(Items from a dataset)
·····

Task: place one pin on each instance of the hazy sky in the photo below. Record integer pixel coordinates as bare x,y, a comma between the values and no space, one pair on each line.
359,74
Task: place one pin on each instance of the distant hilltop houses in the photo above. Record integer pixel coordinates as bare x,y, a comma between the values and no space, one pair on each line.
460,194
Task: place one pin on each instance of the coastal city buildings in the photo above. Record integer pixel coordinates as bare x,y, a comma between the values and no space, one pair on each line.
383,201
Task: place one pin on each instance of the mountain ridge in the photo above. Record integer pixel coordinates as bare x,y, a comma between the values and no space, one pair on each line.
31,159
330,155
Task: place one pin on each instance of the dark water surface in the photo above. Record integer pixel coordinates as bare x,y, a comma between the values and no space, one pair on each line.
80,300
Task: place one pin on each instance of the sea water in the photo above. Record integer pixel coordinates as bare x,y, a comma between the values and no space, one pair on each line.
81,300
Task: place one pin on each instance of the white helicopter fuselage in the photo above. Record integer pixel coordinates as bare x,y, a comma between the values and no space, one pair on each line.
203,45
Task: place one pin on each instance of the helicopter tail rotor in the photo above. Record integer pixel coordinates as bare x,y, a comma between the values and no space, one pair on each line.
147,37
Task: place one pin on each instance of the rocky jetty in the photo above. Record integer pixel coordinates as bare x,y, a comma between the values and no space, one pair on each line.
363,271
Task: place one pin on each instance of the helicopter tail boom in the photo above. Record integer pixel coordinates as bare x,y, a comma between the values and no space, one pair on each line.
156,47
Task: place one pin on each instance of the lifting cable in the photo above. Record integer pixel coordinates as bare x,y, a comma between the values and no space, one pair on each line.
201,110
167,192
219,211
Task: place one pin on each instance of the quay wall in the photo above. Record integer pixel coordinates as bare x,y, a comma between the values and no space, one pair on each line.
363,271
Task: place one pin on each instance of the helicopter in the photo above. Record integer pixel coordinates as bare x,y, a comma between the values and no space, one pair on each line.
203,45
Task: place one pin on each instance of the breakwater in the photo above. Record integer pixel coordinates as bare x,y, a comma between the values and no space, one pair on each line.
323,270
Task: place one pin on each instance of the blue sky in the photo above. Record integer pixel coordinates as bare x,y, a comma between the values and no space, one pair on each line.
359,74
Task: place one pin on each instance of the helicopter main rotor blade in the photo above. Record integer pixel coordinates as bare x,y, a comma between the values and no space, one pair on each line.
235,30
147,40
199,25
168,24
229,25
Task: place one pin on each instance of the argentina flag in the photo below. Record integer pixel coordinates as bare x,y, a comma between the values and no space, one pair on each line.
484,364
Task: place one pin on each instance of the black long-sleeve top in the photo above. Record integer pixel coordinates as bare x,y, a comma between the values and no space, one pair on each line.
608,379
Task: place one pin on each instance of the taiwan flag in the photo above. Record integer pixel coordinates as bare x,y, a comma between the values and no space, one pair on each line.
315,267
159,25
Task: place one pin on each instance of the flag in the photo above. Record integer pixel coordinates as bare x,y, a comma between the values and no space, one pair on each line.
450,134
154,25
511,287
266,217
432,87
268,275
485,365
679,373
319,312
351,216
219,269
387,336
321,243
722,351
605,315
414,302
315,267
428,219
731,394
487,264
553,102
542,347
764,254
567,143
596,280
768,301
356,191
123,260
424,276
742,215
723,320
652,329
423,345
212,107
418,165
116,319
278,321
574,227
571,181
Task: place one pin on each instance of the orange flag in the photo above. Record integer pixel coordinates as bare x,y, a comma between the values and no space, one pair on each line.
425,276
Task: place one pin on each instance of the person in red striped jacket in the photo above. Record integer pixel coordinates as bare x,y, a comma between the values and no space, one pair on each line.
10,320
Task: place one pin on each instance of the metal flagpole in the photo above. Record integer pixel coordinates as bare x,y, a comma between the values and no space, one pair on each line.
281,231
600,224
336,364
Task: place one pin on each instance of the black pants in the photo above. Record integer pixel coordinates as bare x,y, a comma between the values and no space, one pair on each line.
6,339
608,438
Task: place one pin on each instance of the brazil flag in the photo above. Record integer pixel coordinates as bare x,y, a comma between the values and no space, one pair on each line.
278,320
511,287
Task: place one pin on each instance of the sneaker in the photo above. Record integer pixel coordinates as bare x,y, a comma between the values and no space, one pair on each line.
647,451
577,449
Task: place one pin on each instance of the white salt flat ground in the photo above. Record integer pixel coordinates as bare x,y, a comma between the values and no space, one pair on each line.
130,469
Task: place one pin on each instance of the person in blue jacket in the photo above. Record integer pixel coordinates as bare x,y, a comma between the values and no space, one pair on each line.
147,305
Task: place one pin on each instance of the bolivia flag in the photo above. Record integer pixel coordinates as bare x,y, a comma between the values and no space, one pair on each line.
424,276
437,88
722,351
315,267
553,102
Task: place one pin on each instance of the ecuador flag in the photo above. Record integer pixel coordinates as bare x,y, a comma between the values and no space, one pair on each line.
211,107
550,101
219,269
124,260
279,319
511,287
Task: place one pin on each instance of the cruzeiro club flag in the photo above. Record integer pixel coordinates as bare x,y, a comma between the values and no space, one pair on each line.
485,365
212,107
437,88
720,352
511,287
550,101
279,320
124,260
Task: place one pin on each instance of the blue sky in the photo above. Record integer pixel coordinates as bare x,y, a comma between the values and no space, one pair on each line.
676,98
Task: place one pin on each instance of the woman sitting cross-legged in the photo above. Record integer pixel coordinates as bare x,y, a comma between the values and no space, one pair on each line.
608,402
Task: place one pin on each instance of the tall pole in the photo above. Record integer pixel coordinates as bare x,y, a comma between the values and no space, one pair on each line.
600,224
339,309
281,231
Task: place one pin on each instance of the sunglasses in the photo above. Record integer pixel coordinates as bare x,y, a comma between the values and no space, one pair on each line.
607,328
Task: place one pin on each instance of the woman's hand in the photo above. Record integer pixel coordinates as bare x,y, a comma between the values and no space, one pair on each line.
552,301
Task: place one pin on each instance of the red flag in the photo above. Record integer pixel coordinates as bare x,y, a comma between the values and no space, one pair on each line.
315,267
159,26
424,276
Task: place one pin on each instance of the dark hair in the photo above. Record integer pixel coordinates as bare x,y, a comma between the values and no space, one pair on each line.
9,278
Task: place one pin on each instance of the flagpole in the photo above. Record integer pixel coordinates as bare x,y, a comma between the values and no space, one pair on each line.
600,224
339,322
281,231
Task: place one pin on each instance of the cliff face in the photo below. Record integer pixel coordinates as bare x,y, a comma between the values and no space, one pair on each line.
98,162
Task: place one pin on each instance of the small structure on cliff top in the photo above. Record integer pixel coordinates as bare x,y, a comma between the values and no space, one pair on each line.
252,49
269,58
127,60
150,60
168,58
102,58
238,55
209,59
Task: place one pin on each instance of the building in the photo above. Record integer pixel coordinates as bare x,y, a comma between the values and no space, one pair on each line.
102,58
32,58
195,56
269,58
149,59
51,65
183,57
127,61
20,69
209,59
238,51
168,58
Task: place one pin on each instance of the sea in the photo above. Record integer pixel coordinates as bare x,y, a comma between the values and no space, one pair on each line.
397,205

·····

EXERCISE — Could you put every line of the material above into a Markdown table with two columns, Row and Line, numbering the rows and leaving out blank lines?

EXERCISE OUTPUT —
| Row | Line |
|---|---|
| 1 | Task: place one pin on each instance of the hazy sky in the photo below. Record integer pixel coordinates as bare x,y, a comma between the values and no space, one pair on each line. |
| 2 | 359,74 |
| 3 | Task: place one pin on each instance of the distant hilltop houses in the photo above. Record integer pixel coordinates as bare x,y, a comma between the values and no space, one pair on each line. |
| 4 | 460,194 |
| 5 | Task: place one pin on each instance of the coastal city buildings in the photo above. Record integer pixel coordinates as bare x,y, a comma between the values and no space, one pair on each line. |
| 6 | 383,201 |
| 7 | Task: place one pin on each instance of the mountain ridge in the photo above. Record integer pixel coordinates as bare x,y, a comma between the values and no space, one pair on each line. |
| 8 | 31,159 |
| 9 | 330,155 |
| 10 | Task: place one pin on each instance of the dark water surface in the photo above. Record integer pixel coordinates as bare x,y, a comma between the values and no space, one pair on each line. |
| 11 | 80,300 |
| 12 | Task: place one pin on each instance of the sea water in the photo above. Record integer pixel coordinates as bare x,y, a comma between the values and no space, one pair on each line. |
| 13 | 81,300 |
| 14 | Task: place one pin on each instance of the white helicopter fuselage in the photo above. Record integer pixel coordinates as bare x,y, a comma between the values and no space, one pair on each line. |
| 15 | 203,45 |
| 16 | Task: place one pin on each instance of the helicopter tail rotor in the photo above. Record integer pixel coordinates as bare x,y, a comma between the values and no space, one pair on each line. |
| 17 | 147,37 |
| 18 | Task: place one pin on each instance of the rocky jetty in the photo above. Record integer pixel coordinates as bare x,y, a comma between the values and no space, one pair on each line. |
| 19 | 363,271 |
| 20 | Task: place one pin on each instance of the helicopter tail boom in the photo above. Record integer pixel coordinates as bare x,y, a comma between the values and no space, one pair on each line. |
| 21 | 156,47 |
| 22 | Task: place one pin on each instance of the lifting cable in the photo above. Record integer pixel coordinates as bare x,y, a comma between the values and no space, one pair on each line. |
| 23 | 201,110 |
| 24 | 167,192 |
| 25 | 219,211 |
| 26 | Task: place one pin on each instance of the quay wall in the photo above. Record integer pixel coordinates as bare x,y, a comma between the values and no space, one pair on each line. |
| 27 | 363,271 |
| 28 | Task: place one pin on each instance of the helicopter in the photo above. Record integer pixel coordinates as bare x,y, a comma between the values and no space, one pair on each line. |
| 29 | 203,45 |
| 30 | Task: place one pin on each instance of the breakwater in the photo above. Record integer pixel coordinates as bare x,y, a comma between the values and no space, one pair on each line. |
| 31 | 323,270 |
| 32 | Task: place one pin on each instance of the blue sky in the photo above. Record integer pixel coordinates as bare x,y, a comma between the values and no space, one pair on each line. |
| 33 | 359,74 |
| 34 | Task: place one pin on each instance of the helicopter main rotor blade in the photo above. Record integer pixel coordinates as bare x,y, a comma between the values and no space, one pair on each line. |
| 35 | 235,30 |
| 36 | 147,40 |
| 37 | 199,25 |
| 38 | 168,24 |
| 39 | 229,25 |
| 40 | Task: place one pin on each instance of the argentina flag in the photo below. Record integer pixel coordinates as bare x,y, a comma between the values and no space, one pair on each line. |
| 41 | 484,364 |
| 42 | Task: place one pin on each instance of the black long-sleeve top in the photo above. Record integer pixel coordinates as bare x,y, a comma between the values and no space, one pair on each line. |
| 43 | 608,379 |
| 44 | Task: place one pin on each instance of the taiwan flag in the photo above. Record integer pixel coordinates as bare x,y, a comma between the values and no space, one pair on each line. |
| 45 | 315,267 |
| 46 | 159,25 |
| 47 | Task: place one pin on each instance of the flag in the photo above. Record integer pixel coordinates as bare x,y, a comma between the values and no space, one pair on each line. |
| 48 | 450,134 |
| 49 | 154,25 |
| 50 | 511,287 |
| 51 | 266,217 |
| 52 | 432,87 |
| 53 | 268,275 |
| 54 | 485,365 |
| 55 | 679,373 |
| 56 | 319,312 |
| 57 | 351,216 |
| 58 | 219,269 |
| 59 | 387,336 |
| 60 | 321,243 |
| 61 | 722,351 |
| 62 | 605,315 |
| 63 | 414,302 |
| 64 | 315,267 |
| 65 | 428,219 |
| 66 | 731,394 |
| 67 | 487,264 |
| 68 | 553,102 |
| 69 | 542,347 |
| 70 | 764,254 |
| 71 | 567,143 |
| 72 | 596,280 |
| 73 | 768,301 |
| 74 | 356,191 |
| 75 | 123,260 |
| 76 | 424,276 |
| 77 | 742,215 |
| 78 | 723,320 |
| 79 | 652,329 |
| 80 | 423,345 |
| 81 | 212,107 |
| 82 | 418,165 |
| 83 | 116,319 |
| 84 | 278,321 |
| 85 | 574,227 |
| 86 | 571,181 |
| 87 | Task: place one pin on each instance of the orange flag in the photo above. Record integer pixel coordinates as bare x,y, a comma between the values and no space, one pair on each line. |
| 88 | 425,276 |
| 89 | Task: place one pin on each instance of the person in red striped jacket in the photo above. Record integer pixel coordinates as bare x,y, a comma between the values and no space, one pair on each line. |
| 90 | 10,320 |
| 91 | Task: place one pin on each instance of the metal flagpole in the photo above. Record integer pixel coordinates as bare x,y, a comma between the values and no space, one pair on each line. |
| 92 | 281,231 |
| 93 | 600,224 |
| 94 | 336,364 |
| 95 | Task: place one pin on each instance of the black pants in the photo above. Record integer pixel coordinates as bare x,y, a comma between the values and no space, one pair on each line. |
| 96 | 6,339 |
| 97 | 608,438 |
| 98 | Task: place one pin on each instance of the brazil flag in the photo above. Record integer pixel coordinates as bare x,y, a comma between the values and no space, one pair on each line. |
| 99 | 278,320 |
| 100 | 511,287 |
| 101 | Task: place one pin on each instance of the sneaker in the photo above. Record integer pixel coordinates as bare x,y, a comma between the values and no space, one pair on each line. |
| 102 | 647,451 |
| 103 | 577,449 |
| 104 | Task: place one pin on each instance of the white salt flat ground in the photo above. Record integer pixel coordinates as bare x,y, a comma between the values and no space, one pair on each line. |
| 105 | 130,469 |
| 106 | Task: place one pin on each instance of the person in blue jacket in the photo above. Record integer pixel coordinates as bare x,y, a comma between the values and no space, one pair on each line. |
| 107 | 147,305 |
| 108 | Task: place one pin on each instance of the bolivia flag in the photo above. Record integer pixel coordinates as bare x,y, a comma between the values and no space, one pair on each line. |
| 109 | 424,276 |
| 110 | 437,88 |
| 111 | 722,351 |
| 112 | 315,267 |
| 113 | 553,102 |
| 114 | Task: place one pin on each instance of the ecuador flag in the photo above. Record integer pixel coordinates as bare x,y, a comma between the values and no space, one pair on each line. |
| 115 | 211,107 |
| 116 | 550,101 |
| 117 | 219,269 |
| 118 | 124,260 |
| 119 | 279,319 |
| 120 | 511,287 |
| 121 | Task: place one pin on each instance of the cruzeiro club flag in the photo above. Record integer pixel coordinates as bare x,y, a comma between the values and no space, one pair on each line. |
| 122 | 485,365 |
| 123 | 212,107 |
| 124 | 437,88 |
| 125 | 720,352 |
| 126 | 511,287 |
| 127 | 550,101 |
| 128 | 279,320 |
| 129 | 124,260 |
| 130 | Task: place one pin on each instance of the blue sky in the photo above. Record integer pixel coordinates as bare x,y, a comma between the values and no space, one pair on each line. |
| 131 | 676,98 |
| 132 | Task: place one pin on each instance of the woman sitting cross-legged in the photo above. Record integer pixel coordinates as bare x,y, a comma between the values and no space, one pair on each line. |
| 133 | 608,402 |
| 134 | Task: place one pin on each instance of the tall pole in the photo above. Record integer pixel coordinates as bare x,y, a comma between the values and no space, one pair on each line. |
| 135 | 600,224 |
| 136 | 339,309 |
| 137 | 281,231 |
| 138 | Task: place one pin on each instance of the sunglasses in the photo above. Record integer pixel coordinates as bare x,y, a comma between the values and no space, one pair on each line. |
| 139 | 607,328 |
| 140 | Task: place one pin on each instance of the woman's hand in the photo above. Record integer pixel coordinates as bare x,y, a comma between the values and no space, one pair on each line. |
| 141 | 552,301 |
| 142 | Task: place one pin on each instance of the red flag in the photo above. Record integer pixel coordinates as bare x,y, a comma between the values and no space, one pair on each line. |
| 143 | 315,267 |
| 144 | 159,26 |
| 145 | 424,276 |
| 146 | Task: place one pin on each instance of the dark hair in the photo above. Record integer pixel coordinates as bare x,y, a comma between the values and no space, one pair on each line. |
| 147 | 9,278 |
| 148 | Task: place one pin on each instance of the flagpole in the photo above. Record integer pixel coordinates as bare x,y, a comma between the values and no space, one pair on each line. |
| 149 | 600,224 |
| 150 | 339,322 |
| 151 | 281,231 |
| 152 | Task: place one pin on each instance of the cliff face in the photo below. Record integer pixel coordinates as bare x,y, a comma between the values and no space, one pair on each line. |
| 153 | 98,162 |
| 154 | Task: place one pin on each instance of the small structure on cliff top in the photo above. Record integer pixel coordinates as bare x,y, a comma between the values and no space, one pair on each line. |
| 155 | 252,49 |
| 156 | 269,58 |
| 157 | 127,60 |
| 158 | 150,60 |
| 159 | 168,58 |
| 160 | 102,58 |
| 161 | 238,55 |
| 162 | 209,59 |
| 163 | Task: place one pin on each instance of the building in the photo above. Record integer pixel coordinates as bare x,y, a comma between the values and no space, one pair on each line. |
| 164 | 102,58 |
| 165 | 32,58 |
| 166 | 195,56 |
| 167 | 269,58 |
| 168 | 149,59 |
| 169 | 51,65 |
| 170 | 183,57 |
| 171 | 127,61 |
| 172 | 20,69 |
| 173 | 209,59 |
| 174 | 238,51 |
| 175 | 168,58 |
| 176 | Task: place one pin on each instance of the sea in the photo above. Record integer pixel coordinates as bare x,y, a comma between the values and no space, one pair on each line. |
| 177 | 397,205 |